## OBJECTIVES:
A: Set down the part of the summer sausage thread starting with "# Can you finish" and going on through "come out alright?".
B: Answer these questions from the summer sausage thread:
(i) At what temperature did indycolt13 plan to set the oven?
(ii) How many pounds of summer sausage did logical1 make in total?
(iii) At what temperature did logical1 start the hot water bath?

## GIVEN PASSAGE:
# Can you finish summer sausage in the oven even after the smoking and ie bath and been done?



## indycolt13 (Jan 20, 2014)

I recently made some summer sausage on my smoker.  Where as almost all were done, a few slipped by me and were not finished.  I temped about half the batch and they all checked out good but I noticed that a few still felt very soft.  I have already put them in an ice bath and everything and was just going to set my oven at 190 and finish the cooking.  Has anyone ever done this before and did it come out alright?


----------



## smokerjim (Jan 20, 2014)

I would say it wouldn't be a problem.,


----------



## logical1 (Jan 22, 2014)

I had this very same problem two weeks ago.  I made about 30 pounds of summer sausage and dropped about 10 pounds into my digital 6 rack brad as I hadn't finished wiring my larger 5000 watt smoker. But when your jonesing for sausage whats a guy to do....

anyway it was a cold day upon us, and I couldn't get my meat to ever get past 140 degrees....we are talking like 12-14 hours here folks...I think the Bradley was probably overloaded a little bit....the hold over was mind blowing.

So I took a big turkey fryer/ crab cooker pot from the shop and did a hot water bath on the stove in the house.

Started the water at 130 degrees and slowly over the course of a couple of hours brought the water up to 155 ish,

It worked great, so if you have the same problem you can also finish them in the hot water bath...

## SUPPLIED MATERIAL:
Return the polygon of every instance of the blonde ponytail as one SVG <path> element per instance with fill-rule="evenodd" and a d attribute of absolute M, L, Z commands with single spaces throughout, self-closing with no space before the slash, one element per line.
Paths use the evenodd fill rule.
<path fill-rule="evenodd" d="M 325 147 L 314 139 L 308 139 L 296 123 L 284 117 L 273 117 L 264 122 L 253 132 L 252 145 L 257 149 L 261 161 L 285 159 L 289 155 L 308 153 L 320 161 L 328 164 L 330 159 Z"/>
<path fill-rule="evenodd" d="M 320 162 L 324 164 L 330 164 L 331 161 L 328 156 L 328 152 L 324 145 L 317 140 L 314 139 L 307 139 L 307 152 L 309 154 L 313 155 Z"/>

## ANSWERS TO THE PROBLEMS:
A:
# Can you finish summer sausage in the oven even after the smoking and ie bath and been done?



## indycolt13 (Jan 20, 2014)

I recently made some summer sausage on my smoker.  Where as almost all were done, a few slipped by me and were not finished.  I temped about half the batch and they all checked out good but I noticed that a few still felt very soft.  I have already put them in an ice bath and everything and was just going to set my oven at 190 and finish the cooking.  Has anyone ever done this before and did it come out alright?

B:
(i) 190
(ii) About 30 pounds
(iii) 130 degrees